**Required work**. What follows is a block of records; restate each one word for word.

(Point-per-instance localization data)
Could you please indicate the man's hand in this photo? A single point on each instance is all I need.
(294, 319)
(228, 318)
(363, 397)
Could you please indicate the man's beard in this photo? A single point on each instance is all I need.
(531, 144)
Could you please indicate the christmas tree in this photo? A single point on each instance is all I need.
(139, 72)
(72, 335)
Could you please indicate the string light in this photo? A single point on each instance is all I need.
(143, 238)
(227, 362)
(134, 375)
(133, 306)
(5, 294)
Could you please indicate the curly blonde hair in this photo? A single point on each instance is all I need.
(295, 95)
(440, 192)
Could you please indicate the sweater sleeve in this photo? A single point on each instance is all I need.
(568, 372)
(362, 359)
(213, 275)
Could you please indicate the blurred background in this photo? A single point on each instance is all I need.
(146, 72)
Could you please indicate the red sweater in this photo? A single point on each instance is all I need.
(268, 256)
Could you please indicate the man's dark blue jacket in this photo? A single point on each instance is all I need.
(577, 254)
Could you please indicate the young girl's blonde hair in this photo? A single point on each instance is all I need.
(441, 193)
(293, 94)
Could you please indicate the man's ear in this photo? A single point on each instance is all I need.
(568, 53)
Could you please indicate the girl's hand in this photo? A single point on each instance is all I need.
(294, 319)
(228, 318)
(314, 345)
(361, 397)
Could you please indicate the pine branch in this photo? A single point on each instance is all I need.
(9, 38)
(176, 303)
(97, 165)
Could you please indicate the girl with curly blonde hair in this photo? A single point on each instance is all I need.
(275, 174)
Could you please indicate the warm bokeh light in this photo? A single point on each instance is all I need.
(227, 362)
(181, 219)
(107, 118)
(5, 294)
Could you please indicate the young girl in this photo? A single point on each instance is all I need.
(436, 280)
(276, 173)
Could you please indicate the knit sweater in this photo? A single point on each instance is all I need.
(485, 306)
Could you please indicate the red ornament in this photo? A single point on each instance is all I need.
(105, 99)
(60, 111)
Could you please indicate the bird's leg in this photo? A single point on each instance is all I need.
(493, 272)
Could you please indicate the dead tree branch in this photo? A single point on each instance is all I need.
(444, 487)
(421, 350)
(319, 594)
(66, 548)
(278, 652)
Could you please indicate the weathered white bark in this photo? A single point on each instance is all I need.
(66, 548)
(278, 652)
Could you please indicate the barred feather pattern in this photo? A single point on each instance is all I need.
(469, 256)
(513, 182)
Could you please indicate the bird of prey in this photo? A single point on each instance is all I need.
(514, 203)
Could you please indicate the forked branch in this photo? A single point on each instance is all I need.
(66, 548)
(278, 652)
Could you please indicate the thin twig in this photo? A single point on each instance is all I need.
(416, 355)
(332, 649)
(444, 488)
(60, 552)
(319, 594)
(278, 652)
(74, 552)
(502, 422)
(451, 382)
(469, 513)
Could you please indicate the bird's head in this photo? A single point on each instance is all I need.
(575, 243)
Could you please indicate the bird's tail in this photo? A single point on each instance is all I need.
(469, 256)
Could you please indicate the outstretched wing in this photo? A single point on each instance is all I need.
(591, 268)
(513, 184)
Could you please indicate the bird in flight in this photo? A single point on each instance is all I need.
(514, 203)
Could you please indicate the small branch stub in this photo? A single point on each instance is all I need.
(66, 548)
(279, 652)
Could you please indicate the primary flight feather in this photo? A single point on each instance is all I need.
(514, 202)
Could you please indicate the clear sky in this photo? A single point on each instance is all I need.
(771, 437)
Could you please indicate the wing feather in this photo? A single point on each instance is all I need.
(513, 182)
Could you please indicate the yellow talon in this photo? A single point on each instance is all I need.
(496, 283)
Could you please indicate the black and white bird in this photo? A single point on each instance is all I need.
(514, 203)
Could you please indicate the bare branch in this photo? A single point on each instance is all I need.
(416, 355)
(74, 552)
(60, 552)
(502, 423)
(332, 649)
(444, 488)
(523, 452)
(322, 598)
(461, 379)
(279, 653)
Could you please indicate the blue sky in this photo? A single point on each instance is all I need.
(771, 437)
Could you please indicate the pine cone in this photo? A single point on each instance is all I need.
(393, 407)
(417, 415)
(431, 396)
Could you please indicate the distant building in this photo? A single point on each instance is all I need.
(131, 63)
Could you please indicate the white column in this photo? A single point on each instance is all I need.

**Answer to this problem**.
Could you please indicate the man's hand in this photo? A single point on each instance is all I need.
(294, 319)
(228, 318)
(363, 397)
Could you please indicate the man's beard in this photo? A single point on each instance is all I need.
(531, 144)
Could you please indicate the christmas tree in this photo? A single point on each instance is all I need.
(139, 72)
(72, 335)
Could you please indicate the string light in this photo? A single point on each instance is all I need.
(143, 238)
(227, 362)
(134, 375)
(133, 306)
(5, 294)
Could you please indicate the curly blonde hair in this photo? A single point on each instance is all I need.
(295, 95)
(440, 192)
Could you please indicate the sweater sleeve in this photo? A single point on each instance is all I need.
(568, 372)
(362, 359)
(213, 275)
Could you please indicate the blurred background in this photo? A single point on each instance is all I need.
(146, 72)
Could you please indicate the red sweater in this photo? A single point on each instance is all I need.
(268, 256)
Could you please indicate the man's dark blue jacket in this photo? A single point on each instance is all I need.
(577, 254)
Could you please indicate the young girl's blonde hair in this photo? A single point on each instance is all I need.
(441, 193)
(293, 94)
Could you please indicate the man's ear in this photo? A single point on each instance is all I need.
(568, 53)
Could you please indicate the girl's hand in this photo? A single point on each instance is all I need.
(294, 319)
(228, 318)
(314, 345)
(361, 397)
Could you please indicate the pine branch in this photo? A single point on each instance is all I need.
(9, 38)
(176, 303)
(97, 165)
Could you please indicate the girl with curly blonde hair in this photo? A single point on each instance is all I need.
(275, 174)
Could you please indicate the warm bokeh light in this photo? A single point on each instance is all I need.
(227, 362)
(181, 219)
(107, 118)
(5, 294)
Could you please indicate the young girl in this photo? A single point on each instance is all I need.
(436, 280)
(276, 173)
Could you please indicate the knit sweater in this photo? A single point on each instance is all I need.
(485, 306)
Could you please indicate the red ornament in this photo? A single point on each instance is all I need.
(105, 99)
(60, 111)
Could you please indicate the bird's leg in this photo? A single point on each instance is all I need.
(493, 272)
Could you please indicate the dead tree branch in this photo? A single point on each instance is all I need.
(444, 487)
(421, 350)
(319, 594)
(66, 548)
(278, 652)
Could you please indicate the weathered white bark in this photo? A single point on each instance is all I need.
(66, 548)
(278, 652)
Could you please indicate the barred feather pattern in this photo? A single point on each instance is all I need.
(469, 256)
(513, 182)
Could you please indicate the bird of prey in this photo? A single point on each instance is all I need.
(514, 203)
Could you please indicate the forked branch in this photo? A single point on each instance is all I need.
(66, 548)
(278, 652)
Could you please indicate the thin twig in this photo? A single point on each instance is all I need.
(416, 355)
(332, 649)
(444, 488)
(60, 552)
(319, 594)
(278, 652)
(74, 552)
(502, 422)
(451, 382)
(469, 513)
Could you please indicate the bird's head in this photo? A single point on each instance is all I need.
(575, 243)
Could you please indicate the bird's tail in this photo? A single point on each instance is all I need.
(469, 256)
Could you please indicate the outstretched wing in this photo? A single point on each instance is all I need.
(591, 268)
(513, 184)
Could you please indicate the bird in flight in this photo? A single point on each instance is all I need.
(514, 203)
Could you please indicate the small branch stub in this photo? A single point on each instance is all I need.
(66, 548)
(279, 652)
Could you please indicate the primary flight feather in this photo? A single point on each instance is all I need.
(514, 202)
Could you please indicate the clear sky in this photo? A single point on each instance is all I need.
(771, 437)
Could you please indicate the wing feather in this photo? A single point on each instance is all I need.
(513, 182)
Could you please indicate the yellow talon in this photo? A single point on each instance is all I need.
(496, 283)
Could you please indicate the black and white bird in this photo? A single point on each instance is all I need.
(514, 203)
Could you please indicate the bare branch in this photo? A single point on each instance is all I need.
(416, 355)
(74, 552)
(60, 552)
(502, 423)
(332, 649)
(444, 488)
(523, 452)
(322, 598)
(461, 379)
(279, 653)
Could you please indicate the blue sky in this photo? A single point on each instance is all I need.
(771, 437)
Could you please indicate the pine cone in this photo? A single point on each instance is all I need.
(393, 407)
(417, 415)
(431, 396)
Could you please indicate the distant building in this photo? A single point on each instance is all I need.
(131, 63)
Could you please indicate the white column in this photo? A single point on each instance is all I need.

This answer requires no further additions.